§ What is expected: Print all the records exactly, please.

★ ★ ★ ★ ★ ★ ★

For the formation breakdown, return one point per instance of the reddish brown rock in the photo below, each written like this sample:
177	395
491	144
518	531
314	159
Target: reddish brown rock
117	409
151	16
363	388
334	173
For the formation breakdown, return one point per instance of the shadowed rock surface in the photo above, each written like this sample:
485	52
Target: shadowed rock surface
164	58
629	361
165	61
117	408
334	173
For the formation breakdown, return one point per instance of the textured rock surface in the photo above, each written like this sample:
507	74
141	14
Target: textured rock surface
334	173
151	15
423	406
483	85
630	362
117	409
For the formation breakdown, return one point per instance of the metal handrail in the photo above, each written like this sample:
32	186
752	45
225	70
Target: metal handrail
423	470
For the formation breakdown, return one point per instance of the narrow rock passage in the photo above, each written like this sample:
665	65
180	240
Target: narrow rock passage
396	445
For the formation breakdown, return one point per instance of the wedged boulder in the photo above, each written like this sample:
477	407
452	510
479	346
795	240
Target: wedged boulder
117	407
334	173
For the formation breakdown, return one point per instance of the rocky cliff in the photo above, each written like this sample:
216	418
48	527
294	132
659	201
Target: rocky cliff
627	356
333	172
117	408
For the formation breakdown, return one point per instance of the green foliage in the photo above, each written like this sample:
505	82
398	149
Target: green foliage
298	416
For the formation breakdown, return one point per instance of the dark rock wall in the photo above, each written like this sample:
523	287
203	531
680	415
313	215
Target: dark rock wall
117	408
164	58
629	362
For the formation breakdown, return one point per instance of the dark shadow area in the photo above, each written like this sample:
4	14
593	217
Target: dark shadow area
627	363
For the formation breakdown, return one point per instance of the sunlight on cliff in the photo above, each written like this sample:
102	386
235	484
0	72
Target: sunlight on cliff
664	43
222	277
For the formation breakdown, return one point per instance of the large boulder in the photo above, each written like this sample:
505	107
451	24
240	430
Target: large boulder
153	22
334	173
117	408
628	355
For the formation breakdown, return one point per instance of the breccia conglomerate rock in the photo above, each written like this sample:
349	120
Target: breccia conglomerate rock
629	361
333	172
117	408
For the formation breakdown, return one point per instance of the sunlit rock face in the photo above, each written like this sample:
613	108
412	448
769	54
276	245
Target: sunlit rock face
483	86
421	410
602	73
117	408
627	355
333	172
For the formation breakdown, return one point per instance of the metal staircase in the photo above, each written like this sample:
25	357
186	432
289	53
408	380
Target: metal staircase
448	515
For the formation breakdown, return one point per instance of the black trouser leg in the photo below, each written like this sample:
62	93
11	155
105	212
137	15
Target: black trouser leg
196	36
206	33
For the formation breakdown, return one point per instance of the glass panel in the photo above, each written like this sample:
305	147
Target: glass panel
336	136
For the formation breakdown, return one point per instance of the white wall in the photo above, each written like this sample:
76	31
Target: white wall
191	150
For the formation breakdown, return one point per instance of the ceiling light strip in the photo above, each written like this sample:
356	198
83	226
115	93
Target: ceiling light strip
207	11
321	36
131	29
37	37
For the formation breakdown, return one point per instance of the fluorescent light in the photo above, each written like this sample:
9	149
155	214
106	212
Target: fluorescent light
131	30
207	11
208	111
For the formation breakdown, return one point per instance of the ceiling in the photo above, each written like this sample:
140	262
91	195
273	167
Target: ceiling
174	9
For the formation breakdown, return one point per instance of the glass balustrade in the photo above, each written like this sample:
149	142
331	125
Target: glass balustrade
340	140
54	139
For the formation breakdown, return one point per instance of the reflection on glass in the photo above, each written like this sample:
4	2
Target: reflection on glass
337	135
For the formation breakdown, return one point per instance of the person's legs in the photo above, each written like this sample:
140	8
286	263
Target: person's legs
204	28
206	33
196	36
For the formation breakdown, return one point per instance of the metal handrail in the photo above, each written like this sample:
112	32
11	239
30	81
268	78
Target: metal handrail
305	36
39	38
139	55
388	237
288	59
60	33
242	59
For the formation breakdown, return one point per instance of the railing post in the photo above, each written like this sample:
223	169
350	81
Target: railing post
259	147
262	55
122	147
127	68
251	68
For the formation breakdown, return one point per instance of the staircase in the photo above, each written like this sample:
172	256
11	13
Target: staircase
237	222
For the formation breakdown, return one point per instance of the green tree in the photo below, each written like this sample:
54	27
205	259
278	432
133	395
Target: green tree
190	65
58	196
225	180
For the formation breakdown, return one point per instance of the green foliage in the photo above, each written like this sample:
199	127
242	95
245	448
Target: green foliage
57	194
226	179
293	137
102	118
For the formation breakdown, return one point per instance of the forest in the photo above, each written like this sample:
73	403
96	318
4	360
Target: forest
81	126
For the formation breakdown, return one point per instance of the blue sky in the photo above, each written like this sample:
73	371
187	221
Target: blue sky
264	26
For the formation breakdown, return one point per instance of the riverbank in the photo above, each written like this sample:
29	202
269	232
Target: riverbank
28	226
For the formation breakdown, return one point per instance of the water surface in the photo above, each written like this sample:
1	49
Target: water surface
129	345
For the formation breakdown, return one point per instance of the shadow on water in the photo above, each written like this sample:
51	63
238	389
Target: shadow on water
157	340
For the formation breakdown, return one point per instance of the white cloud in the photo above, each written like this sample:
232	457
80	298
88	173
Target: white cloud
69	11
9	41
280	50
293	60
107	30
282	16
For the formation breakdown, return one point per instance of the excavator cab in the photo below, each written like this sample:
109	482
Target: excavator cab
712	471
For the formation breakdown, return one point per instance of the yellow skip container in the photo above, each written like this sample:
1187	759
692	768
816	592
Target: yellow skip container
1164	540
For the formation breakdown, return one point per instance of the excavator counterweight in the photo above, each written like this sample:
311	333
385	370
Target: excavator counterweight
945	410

★ ★ ★ ★ ★ ★ ★

§ Response to this task:
For the formation breakdown, return one point per instance of the reddish brown rock in the photo below, each written like this sample:
177	395
491	144
518	531
314	159
Target: reddish brown rock
117	409
151	16
363	388
334	173
For the formation breakdown, return one point per instance of the shadowed rock surface in the photo above, each written like this sample:
485	52
Target: shadowed rock surface
164	58
629	361
165	61
117	408
334	173
For the formation breakdown, return one point per instance of the textured rock surface in the photo above, each written like this sample:
507	74
141	14
Target: textured rock surface
334	173
151	15
423	406
483	85
630	362
117	409
For the formation breakdown, return one point per instance of the metal handrail in the photo above, each written like this sample:
32	186
752	45
225	70
Target: metal handrail
423	470
For the formation breakdown, return one point per instance of the narrow rock passage in the photo above, each written like this sample:
665	65
180	240
Target: narrow rock passage
396	445
For the formation breakdown, return one point per instance of the wedged boulder in the photo above, each written like this sample:
477	407
452	510
479	346
795	240
Target: wedged boulder
117	407
334	173
For the formation breakdown, return one point per instance of the rocky cliff in the photo above, each written like this sample:
216	418
48	527
294	132
659	201
Target: rocky cliff
627	356
333	172
117	408
For the formation breakdown, return one point per instance of the green foliage in the photo above, each written like this sample:
505	82
398	149
Target: green foliage
298	416
For the formation breakdown, return one point per instance of the dark rock wall in the photo above, each written like this sample:
523	287
203	531
680	415
313	215
Target: dark rock wall
117	408
164	58
629	362
For the formation breakdown, return one point per instance of the dark shadow area in the photo above, each written like this sample:
4	14
593	217
Target: dark shadow area
627	363
For the formation breakdown, return one point per instance of the sunlight on cliff in the photo above, each written like this sample:
102	386
235	484
0	72
Target: sunlight on cliff
664	43
222	277
For the formation breakdown, return one point per instance of the large boulder in the photo above, each written like this sample:
505	107
451	24
240	430
Target: large boulder
153	22
334	173
117	408
628	355
For the formation breakdown, return one point per instance of the breccia conglomerate rock in the photo above, each written like this sample:
349	120
Target: breccia conglomerate rock
629	361
333	172
117	408
For the formation breakdown, return one point per instance of the sunlit rock face in the photo above, each written like this sample:
613	108
412	448
769	54
276	245
Target: sunlit rock face
483	86
421	410
602	73
117	408
627	355
333	172
For the formation breakdown, return one point per instance of the metal staircase in the photo above, each written like this sample:
25	357
186	432
289	53
408	380
Target: metal staircase
448	515
For the formation breakdown, return one point per instance of the black trouser leg in the photo below, each written like this sample:
62	93
11	155
105	212
137	15
Target: black trouser leg
196	36
206	33
For the formation breakdown, return one point per instance of the glass panel in the photo above, each written like this sample:
305	147
Target: glass panel
336	136
For the formation breakdown, return one point per instance of the white wall in the photo above, each written like this sample:
76	31
Target: white wall
191	150
For the formation breakdown, return one point per instance of the ceiling light strip in the photo above, each written like this sample:
356	198
83	226
115	93
Target: ceiling light strip
207	11
321	36
131	29
37	37
For the formation breakdown, return one point per instance of the fluorescent light in the photo above, each written like this sample:
9	149
155	214
106	212
Target: fluorescent light
131	30
207	11
208	111
For the formation breakdown, return one point per instance of the ceiling in the photo above, each written like this sample:
140	262
91	195
273	167
Target: ceiling
174	9
For the formation breakdown, return one point per instance of the glass balustrade in the photo above, each written like this sample:
149	142
331	125
Target: glass balustrade
340	140
54	139
For the formation breakdown, return one point per instance of the reflection on glass in the photo above, each written like this sample:
4	2
Target: reflection on glass
337	135
For the formation breakdown, return one point per instance of the person's legs in the photo above, each written like this sample:
140	8
286	263
Target: person's legs
204	28
206	33
196	36
For the formation breakdown, return one point per instance of the metal handrail in the photo above, each written like this sample:
112	32
11	239
30	81
268	78
Target: metal handrail
305	36
39	38
139	55
388	237
288	59
60	33
242	59
For the formation breakdown, return one point per instance of the railing post in the photo above, each written like this sample:
223	169
350	81
Target: railing post
259	147
262	55
122	147
127	68
251	68
For the formation breakdown, return one point per instance of the staircase in the photo above, each written like this sample:
172	256
11	13
Target: staircase
237	222
For the formation breakdown, return one point per instance of the green tree in the photo below, each written like this sample:
54	27
205	259
278	432
133	395
Target: green tree
190	65
58	196
225	180
For the formation breakdown, return one point per instance of the green foliage in the photo above, each written like this sample:
199	127
242	95
245	448
Target: green foliage
57	194
226	179
293	137
102	118
For the formation breakdown, return one point per instance of the forest in the photo above, each written like this sample:
73	403
96	318
4	360
Target: forest
81	126
For the formation breakdown, return one point per instance of the blue sky in the photo above, each written like this sample:
73	371
187	221
Target: blue sky
264	26
For the formation breakdown, return one point per instance of the riverbank in the photo above, each written like this sample:
29	202
269	232
Target: riverbank
28	226
For the formation breakdown, return one point per instance of the water surface in the photo above, each written like this sample:
1	49
Target: water surface
129	345
For the formation breakdown, return one point per instance of the shadow on water in the photo above, each written like this sample:
51	63
238	389
Target: shadow on water
157	340
For the formation breakdown, return one point per instance of the white cloud in the photo above, each written like this sample:
232	457
80	298
88	173
Target: white cloud
69	11
9	41
280	50
293	60
107	30
282	16
For the formation breakdown, return one point per instance of the excavator cab in the photo below, each written like this sample:
109	482
Target: excavator cab
712	471
For the formation breakdown, return one point per instance of the yellow skip container in the photo above, each written like this sample:
1187	759
692	768
816	592
Target: yellow skip container
1164	540
For the formation breakdown, return one point per instance of the excavator counterweight in the photo above, each written like this sample:
311	333
385	370
Target: excavator counterweight
945	410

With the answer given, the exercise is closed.